**TO BE DONE**
Could you write out the rows below again, swapping "Whereabouts" for "Where exactly" everywhere and changing nothing else? Leave the pictures out of your answer.

**RECORDED INFORMATION**
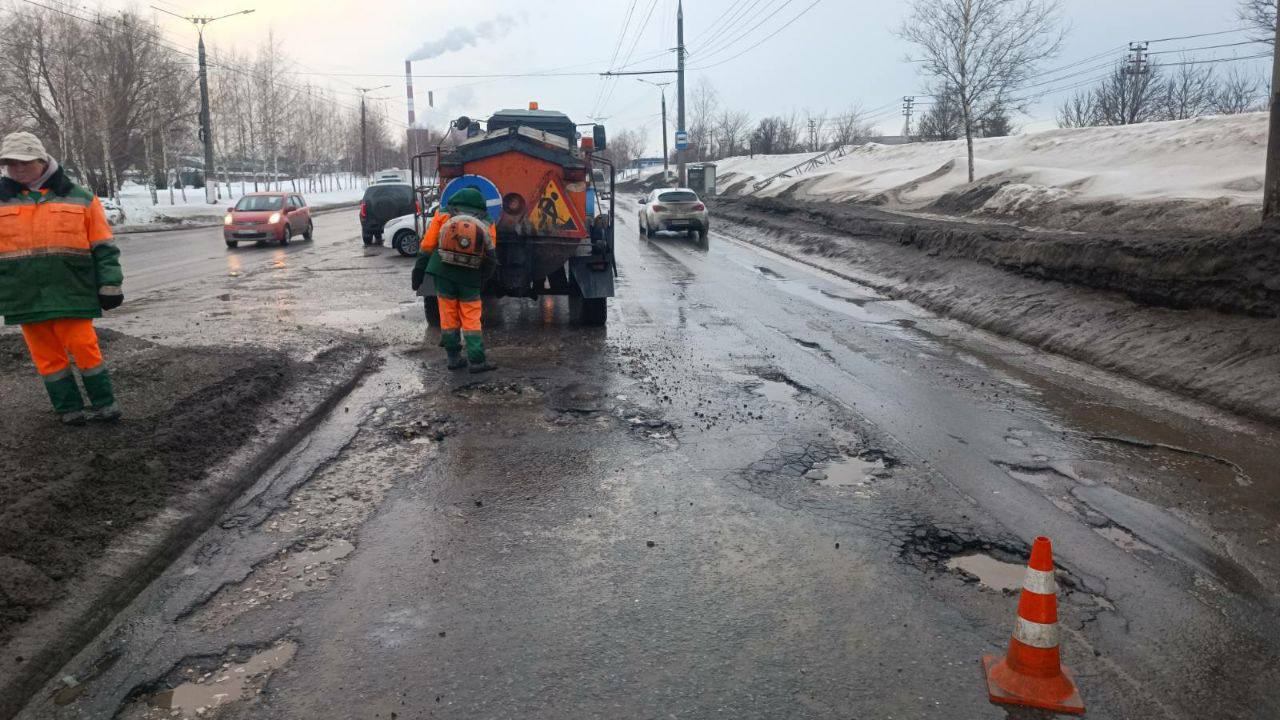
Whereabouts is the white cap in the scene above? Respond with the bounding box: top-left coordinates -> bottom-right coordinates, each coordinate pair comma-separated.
0,132 -> 49,163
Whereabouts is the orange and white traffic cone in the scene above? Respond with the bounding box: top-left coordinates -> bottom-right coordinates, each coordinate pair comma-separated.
982,537 -> 1084,715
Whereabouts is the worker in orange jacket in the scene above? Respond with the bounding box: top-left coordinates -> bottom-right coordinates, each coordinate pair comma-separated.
413,188 -> 498,373
0,132 -> 124,425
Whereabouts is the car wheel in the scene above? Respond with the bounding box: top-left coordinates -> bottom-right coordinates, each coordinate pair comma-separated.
422,296 -> 440,328
392,231 -> 417,258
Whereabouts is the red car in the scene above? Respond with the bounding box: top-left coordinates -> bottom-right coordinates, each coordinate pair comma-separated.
223,192 -> 314,247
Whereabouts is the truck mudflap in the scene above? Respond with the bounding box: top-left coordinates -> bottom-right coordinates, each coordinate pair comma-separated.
568,255 -> 614,299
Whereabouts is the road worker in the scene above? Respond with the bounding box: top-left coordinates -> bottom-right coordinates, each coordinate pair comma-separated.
413,188 -> 498,373
0,132 -> 124,425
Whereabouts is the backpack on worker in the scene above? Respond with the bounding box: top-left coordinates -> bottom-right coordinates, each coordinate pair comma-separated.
438,215 -> 489,269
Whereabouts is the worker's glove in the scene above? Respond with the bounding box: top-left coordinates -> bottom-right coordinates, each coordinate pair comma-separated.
97,286 -> 124,310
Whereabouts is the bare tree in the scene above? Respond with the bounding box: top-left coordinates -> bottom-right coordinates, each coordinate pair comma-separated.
1235,0 -> 1276,44
1057,90 -> 1098,128
899,0 -> 1064,182
686,78 -> 719,160
716,109 -> 751,158
831,104 -> 876,147
1213,68 -> 1263,115
778,110 -> 804,152
1161,58 -> 1217,120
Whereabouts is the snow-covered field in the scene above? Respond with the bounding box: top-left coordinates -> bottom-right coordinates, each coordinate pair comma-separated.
108,177 -> 365,227
717,113 -> 1268,231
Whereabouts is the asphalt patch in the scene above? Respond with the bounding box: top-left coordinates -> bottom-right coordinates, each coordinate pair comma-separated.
0,329 -> 298,643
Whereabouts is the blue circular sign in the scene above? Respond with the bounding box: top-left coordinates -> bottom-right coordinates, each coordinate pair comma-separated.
440,176 -> 502,223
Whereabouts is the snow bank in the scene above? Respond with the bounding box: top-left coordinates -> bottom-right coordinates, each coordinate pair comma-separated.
718,113 -> 1268,231
112,178 -> 365,225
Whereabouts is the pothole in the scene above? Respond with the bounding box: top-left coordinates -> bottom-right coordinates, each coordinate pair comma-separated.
804,450 -> 896,488
118,641 -> 298,720
453,382 -> 543,404
946,553 -> 1027,594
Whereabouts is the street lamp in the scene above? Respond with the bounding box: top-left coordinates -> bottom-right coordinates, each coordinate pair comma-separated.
636,78 -> 671,179
356,85 -> 390,178
151,5 -> 253,205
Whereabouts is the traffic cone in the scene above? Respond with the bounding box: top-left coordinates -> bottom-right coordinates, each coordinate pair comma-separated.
982,537 -> 1084,715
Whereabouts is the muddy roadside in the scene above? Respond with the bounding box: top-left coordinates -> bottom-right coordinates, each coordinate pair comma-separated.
713,193 -> 1280,421
0,329 -> 372,717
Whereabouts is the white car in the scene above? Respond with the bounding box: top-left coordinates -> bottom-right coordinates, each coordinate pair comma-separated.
640,187 -> 710,247
383,204 -> 439,258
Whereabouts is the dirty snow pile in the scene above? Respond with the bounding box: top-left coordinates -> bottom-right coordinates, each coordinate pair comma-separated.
717,113 -> 1268,232
112,178 -> 365,227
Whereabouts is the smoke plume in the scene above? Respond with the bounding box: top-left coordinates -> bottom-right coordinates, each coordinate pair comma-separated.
408,15 -> 515,63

**OUTPUT BELOW**
Where exactly is the white cap in the scene above? Respond with the bounding box: top-left coordinates -> bottom-right coordinates, each coordinate pair comma-separated.
0,132 -> 49,163
Where exactly is the orange and white traffic cone in the scene above? Respond with the bounding box: top-left coordinates -> bottom-right coordinates, each coordinate pair comma-separated.
982,537 -> 1084,715
Where exactly is the worker in orange jacket in the scene above? Respond with the bounding box: top-left coordinates -> bottom-right coordinates, each coordinate pair comma-separated.
413,188 -> 498,373
0,132 -> 124,425
Where exactly is the car wheel in the scene above? Respond with the bounding box: top-left coordinates -> bottom-right coordinates, each coordinate pair comma-separated.
422,296 -> 440,328
392,231 -> 417,258
Where exactly is the red car in the scene above? Respond with the bounding box: top-left coordinates -> bottom-right coordinates, each coordinate pair comma-separated.
223,192 -> 314,247
Where exactly is the truck mudflap in the scene above? Respond with the bounding box: top-left coordinates -> bottom-right coordinates, each coordinate pair comma-separated.
568,255 -> 614,299
Where exactly is the road worker in the scene above? Respond with the bounding box: top-left coordinates -> bottom-right coordinates, each coordinate pair comma-separated.
413,188 -> 498,373
0,132 -> 124,425
Where exactly is the backpack on worker in the scene above? Respond with the bounding box: top-left coordinates -> bottom-right coordinates, each coordinate pair comma-separated.
438,215 -> 489,269
Where exactly is the worker's glove in the scene above? Respond with the bounding box: top-left coordinates -> bottom-right coordinates, each coordinate pair comma-separated.
97,286 -> 124,310
Where exactly is the bare tree in the scene above? Respond with the bounding box: top-left coordinates -> bottom-right coordinates, each coordinate pair comma-separated.
1235,0 -> 1276,44
1057,90 -> 1098,128
899,0 -> 1064,182
686,78 -> 719,160
716,109 -> 751,158
831,104 -> 876,147
1213,68 -> 1263,115
778,110 -> 804,152
1161,58 -> 1217,120
Where exactly is the snow-covered field in the scene above? Respond with the bounding box: top-left coordinates -> bottom-right coordinates, each coordinate pair comma-separated.
108,177 -> 365,227
717,113 -> 1268,231
Where exactly is the asphalt patch in the scene above? Respond with the bounding box: top-left coordinates -> bottom-right coordinates, each coordinate pair comma-separated.
0,329 -> 298,643
Where exactly is the blue circular sign in the scene above? Respond with the bounding box: top-left coordinates -> bottom-right coordinates, each coordinate pair comma-separated.
440,176 -> 502,223
Where exactly is the snow bank in the scene above? Respond with the bounding box: top-left coordinates -> bottom-right coordinates, each coordinate pair comma-separated.
718,113 -> 1268,231
112,178 -> 365,225
Where exactly is the pothole in the scene above? Respond with the bounding box: top-left coordinates -> bottom-right coordinates, each coordinate pair comma-separated.
804,450 -> 896,488
118,641 -> 298,720
453,382 -> 543,404
946,553 -> 1027,594
Where exactly is the street lamp in the scene above? Respond with the bounding box: top-left coordinates -> bottom-right coordinates, each coordinate pair comma-separated.
636,78 -> 671,179
356,85 -> 390,178
151,5 -> 253,205
Where exactly is the traffic cone in the scene above? Respond with the bounding box: top-left coordinates -> bottom-right coordinates, each coordinate pair comma-separated.
982,537 -> 1084,715
Where exactly is the muddy roadside in the scene above? Respond with the bounding box: top-left coordinates -> bottom-right coordinates, each coordinate pair comma-separated.
713,193 -> 1280,421
0,329 -> 372,717
Where exactly is the white car in the scene above? Respond with the bounding box: top-left coordinates -> bottom-right coordinates, each coordinate pair comma-separated.
640,187 -> 710,247
383,204 -> 439,258
Where exactly is the dirty snow pile in the scene above? Respond with the bounding box: top-left coordinates -> bottom-right coordinates, each coordinate pair comma-separated.
717,113 -> 1268,232
112,178 -> 365,227
Where exactly is the smoke plume in the scene above? Respond with the bounding box: top-left coordinates -> bottom-right coordinates, each coordinate pair comma-separated.
408,15 -> 515,63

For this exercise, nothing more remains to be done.